Curiosamente, as estatinas podem aumentar a formação de NETs, enquanto a aspirina parece atenuar esse processo.
C) Cicatrização da placa
Aproximadamente um em cada três a quatro pacientes com SCA apresenta placas estratificadas (“cicatrizadas”) no local da lesão culpada, sugerindo que muitas lesões rompidas não resultam em uma SCA. Esses eventos de ruptura subclínica, entretanto, provocam processos de cicatrização que podem impulsionar a progressão da placa em direção a um fenótipo fibrocalcificado, capaz de gerar estenoses limitantes de fluxo, embora com menor propensão à ruptura.
O processo de cicatrização da placa envolve três fases sobrepostas:
- Lise e/ou organização do trombo
- Cicatrização tecidual
- Reendotelização
A cicatrização das placas rompidas envolve fatores de crescimento derivados de plaquetas, que estimulam a migração das CML e a produção de matriz extracelular (ECM). Assim, uma nova camada de matriz se forma sobre a lesão rompida, originando a “placa estratificada” observada na imagem intravascular.
Medidas de prevenção secundária — incluindo dieta hipolipemiante, estatinas, inibidores de PCSK9, além de terapias antiplaquetárias e anti-inflamatórias — podem promover a cicatrização da placa.
D) Outros mecanismos
Nódulos calcificados
Na concepção atual, o NC — predominantemente descrito em pacientes mais idosos, com prevalência semelhante entre homens e mulheres — pode romper a capa fibrosa sobrejacente e, por meio da perda do endotélio, gerar trombose (tipicamente suboclusiva) e SCA. Os mecanismos precisos para a formação dos NC permanecem pouco elucidados, mas, como eles ocorrem mais frequentemente em pacientes com doença renal crônica, distúrbios na homeostase do cálcio e fosfato podem contribuir para sua patogênese.
Infarto do Miocárdio sem obstrução das artérias coronárias (MINOCA)
O termo MINOCA refere-se à SCA na ausência de estenoses coronarianas hemodinamicamente significativas (ou seja, > 50%). Ocorre tipicamente na ausência de fatores de risco tradicionais e afeta preferencialmente pacientes mais jovens — é a segunda causa mais comum de SCA prematura, representando de 10% a 20% dos casos em jovens, com predomínio no sexo feminino.
Embora o MINOCA possa resultar de disrupção de placa (ruptura, erosão ou NC) levando à embolização distal, espasmo ou oclusão transitória, a maioria dos casos ocorre por causas não ateroscleróticas, incluindo:
- Dissecção espontânea da artéria coronária (SCAD)

:: Material fornecido ::
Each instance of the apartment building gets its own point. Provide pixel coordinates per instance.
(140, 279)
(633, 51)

:: Tarefa a fazer ::
Responda com base no trecho sobre placas nas artérias coronárias:
(a) Aproximadamente quantos pacientes com SCA apresentam placas estratificadas no local da lesão culpada?
(b) Quais são as três fases do processo de cicatrização da placa?
(c) Que parcela dos casos de SCA em jovens o MINOCA representa?

:: Resultado da tarefa ::
(a) Cerca de um em cada três a quatro pacientes.
(b) Lise e/ou organização do trombo, cicatrização tecidual e reendotelização.
(c) De 10% a 20% dos casos.